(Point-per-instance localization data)
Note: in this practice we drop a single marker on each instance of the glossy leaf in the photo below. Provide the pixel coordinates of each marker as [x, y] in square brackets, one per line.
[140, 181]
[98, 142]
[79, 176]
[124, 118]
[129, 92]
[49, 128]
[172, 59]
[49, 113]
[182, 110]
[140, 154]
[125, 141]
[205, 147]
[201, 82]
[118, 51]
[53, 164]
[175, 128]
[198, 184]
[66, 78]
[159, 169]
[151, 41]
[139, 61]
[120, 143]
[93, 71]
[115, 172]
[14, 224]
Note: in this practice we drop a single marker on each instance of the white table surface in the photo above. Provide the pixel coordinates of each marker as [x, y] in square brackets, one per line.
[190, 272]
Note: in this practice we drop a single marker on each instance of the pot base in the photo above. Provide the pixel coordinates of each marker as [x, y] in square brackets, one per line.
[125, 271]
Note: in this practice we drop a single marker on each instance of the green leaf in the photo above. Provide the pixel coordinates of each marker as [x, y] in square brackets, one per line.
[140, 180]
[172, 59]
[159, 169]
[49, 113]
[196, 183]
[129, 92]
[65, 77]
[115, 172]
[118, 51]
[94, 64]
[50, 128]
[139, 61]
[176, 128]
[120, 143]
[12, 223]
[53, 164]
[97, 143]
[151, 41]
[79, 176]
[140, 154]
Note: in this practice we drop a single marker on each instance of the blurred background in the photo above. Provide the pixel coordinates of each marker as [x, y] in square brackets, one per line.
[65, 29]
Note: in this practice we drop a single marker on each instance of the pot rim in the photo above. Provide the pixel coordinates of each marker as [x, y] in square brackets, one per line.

* Assignment
Repeat the data. Keep every word the same.

* Exercise response
Note: in this practice we drop a single marker on each instance of the glossy leaf in the photo below. Provide the pixel coordinates of each marker as [x, y] in square brackets, one per line.
[140, 181]
[98, 142]
[79, 176]
[124, 118]
[129, 92]
[49, 128]
[172, 59]
[49, 113]
[182, 110]
[140, 154]
[125, 141]
[205, 147]
[201, 82]
[118, 51]
[53, 164]
[175, 128]
[198, 184]
[66, 78]
[159, 169]
[151, 41]
[139, 61]
[120, 143]
[93, 71]
[115, 172]
[14, 224]
Note: in this practice we drop a single marker on each instance of the white table surface in the photo above. Provide the pixel coordinates of each marker as [x, y] in square brackets, one per line.
[190, 272]
Note: in this practice we drop a single marker on each instance of the pot base in the photo above. Provide the pixel coordinates of each marker as [x, y] in square brackets, one per line.
[125, 271]
Note: in this practice we drop a single marker on each instance of the green leaf in the photo above. Provide the pixel coordinates of each marker as [x, y] in square brackets, one per line.
[140, 180]
[172, 59]
[159, 169]
[49, 113]
[196, 183]
[129, 92]
[65, 77]
[115, 172]
[118, 51]
[94, 64]
[50, 128]
[139, 61]
[176, 128]
[120, 143]
[12, 223]
[53, 164]
[97, 143]
[151, 41]
[79, 176]
[140, 154]
Note: in this practice we drop a single marker on each instance of the blurred background in the photo above. Provide the pixel coordinates of each marker as [x, y] in square brackets, one per line.
[65, 29]
Note: in this practice we drop a single marker on each instance of the pot rim in the photo above. Provide the pixel coordinates of each marker as [x, y] in square brackets, one per line.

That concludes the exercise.